● Goals:
A – Rewrite the Social Value article starting with "Social Value Portal's" and going on through "is critically mistaken.", changing "Head of Public Sector Delivery" to "Director of Public Sector Delivery".
B – Answer these questions from the Social Value article:
(i) What role does Terry Brewer hold at Social Value Portal?
(ii) Which two pieces of legislation does the article name?
(iii) What two reasons does the article give for SMEs being uniquely placed to provide Social Value?

The business case for Social Value in local government procurement

Social Value Portal's Head of Public Sector Delivery Terry Brewer explains why Social Value is a unique opportunity for local authorities to deliver cost-efficient benefits to communities. 


At a time when local authority budgets are coming under unprecedented pressure, it is tempting to view Social Value as a cost – and one that can be cut when considered against other important priorities.

From my experience of working in local government procurement and as Social Value Portal’s Head of Public Sector Delivery, I would suggest that this perspective is critically mistaken.

Social Value is not a cost. Rather, it is an extremely important investment that local authorities must make to support their communities and unlock more value from their supply chain. Moreover, it is an opportunity to boost key local government priorities.

Why does Social Value matter?

Social Value is an effective mechanism for public sector buyers to work with their suppliers to maximise positive impact on local communities. This could include protecting and regenerating the environment, giving more people access to work and training, or strengthening small businesses.

Legislation has made Social Value progressively more integral to local government procurement, from the 2012 Social Value Act to the Procurement Act 2023.

But while local authorities are obligated to address Social Value in their procurements, the community and financial benefits of Social Value create a powerful case on their own. Let’s explore in more detail.

The community case for Social Value

Social Value and its importance for local communities is far more than simply a compliance issue; it is central to a local authority’s ability to serve its residents and communities effectively.

Where a local authority spends money on a contract, the outcomes of that contract will benefit its residents. These benefits will go even further, however, if the expenditure provides additional positive impacts on the community. These could include local employment opportunities, increased spend with local businesses, and many other positive outcomes.

Ultimately, embedding Social Value in procurement enables local authorities to:

  • Maximise the positive impact of procurement spend on communities
  • Support the achievement of corporate objectives
  • Encourage key stakeholders to mirror this approach in their own activities and procurements
  • Tackle climate change at the local level
  • Address inequality – especially in areas with large disparities, like health, social care, opportunities for children, education outcomes and skills levels

Why Social Value is an opportunity for SMEs

The work of small and medium sized enterprises (SMEs) is a part of the lifeblood of a community. Local authorities are naturally highly invested in supporting SMEs to thrive.

There has, however, been some debate concerning whether SMEs are disadvantaged by Social Value requirements in tenders.

This is not what we have found at Social Value Portal, however. On the contrary, our work has shown that SMEs are uniquely placed to provide Social Value, as they are often locally based and understand community needs.

[Point placement records]

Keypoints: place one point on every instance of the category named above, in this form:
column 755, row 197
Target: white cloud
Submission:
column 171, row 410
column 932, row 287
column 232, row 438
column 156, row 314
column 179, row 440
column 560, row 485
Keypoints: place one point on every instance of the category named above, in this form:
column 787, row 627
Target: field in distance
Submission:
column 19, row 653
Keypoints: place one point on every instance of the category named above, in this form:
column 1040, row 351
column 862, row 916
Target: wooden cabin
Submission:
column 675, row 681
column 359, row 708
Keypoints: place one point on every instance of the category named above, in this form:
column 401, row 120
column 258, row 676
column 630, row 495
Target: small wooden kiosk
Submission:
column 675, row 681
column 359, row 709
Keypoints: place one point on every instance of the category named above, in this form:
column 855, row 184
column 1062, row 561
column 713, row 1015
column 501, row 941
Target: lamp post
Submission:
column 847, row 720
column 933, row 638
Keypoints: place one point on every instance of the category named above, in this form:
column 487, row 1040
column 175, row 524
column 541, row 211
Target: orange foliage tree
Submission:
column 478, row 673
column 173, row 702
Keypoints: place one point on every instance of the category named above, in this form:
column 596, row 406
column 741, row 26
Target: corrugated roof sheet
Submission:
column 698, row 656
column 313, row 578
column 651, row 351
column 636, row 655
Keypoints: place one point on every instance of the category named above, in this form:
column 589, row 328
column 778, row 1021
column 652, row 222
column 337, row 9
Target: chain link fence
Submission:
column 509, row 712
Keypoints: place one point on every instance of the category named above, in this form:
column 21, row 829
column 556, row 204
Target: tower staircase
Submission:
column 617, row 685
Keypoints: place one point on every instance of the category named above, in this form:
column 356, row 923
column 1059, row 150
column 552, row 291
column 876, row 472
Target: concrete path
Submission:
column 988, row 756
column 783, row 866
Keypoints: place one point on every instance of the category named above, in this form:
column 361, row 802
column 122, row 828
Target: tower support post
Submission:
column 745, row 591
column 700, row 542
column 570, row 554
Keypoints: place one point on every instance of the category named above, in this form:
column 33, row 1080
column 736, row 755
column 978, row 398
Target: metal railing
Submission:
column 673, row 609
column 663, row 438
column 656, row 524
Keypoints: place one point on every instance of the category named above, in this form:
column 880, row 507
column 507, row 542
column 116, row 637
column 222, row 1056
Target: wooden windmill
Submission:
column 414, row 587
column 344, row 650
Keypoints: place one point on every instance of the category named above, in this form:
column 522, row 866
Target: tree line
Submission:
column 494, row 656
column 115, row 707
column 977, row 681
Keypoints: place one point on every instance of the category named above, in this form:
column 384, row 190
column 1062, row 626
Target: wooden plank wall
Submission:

● Expected responses:
A –
Social Value Portal's Director of Public Sector Delivery Terry Brewer explains why Social Value is a unique opportunity for local authorities to deliver cost-efficient benefits to communities. 


At a time when local authority budgets are coming under unprecedented pressure, it is tempting to view Social Value as a cost – and one that can be cut when considered against other important priorities.

From my experience of working in local government procurement and as Social Value Portal’s Director of Public Sector Delivery, I would suggest that this perspective is critically mistaken.

B –
(i) Head of Public Sector Delivery.
(ii) The 2012 Social Value Act and the Procurement Act 2023.
(iii) They are often locally based, and they understand community needs.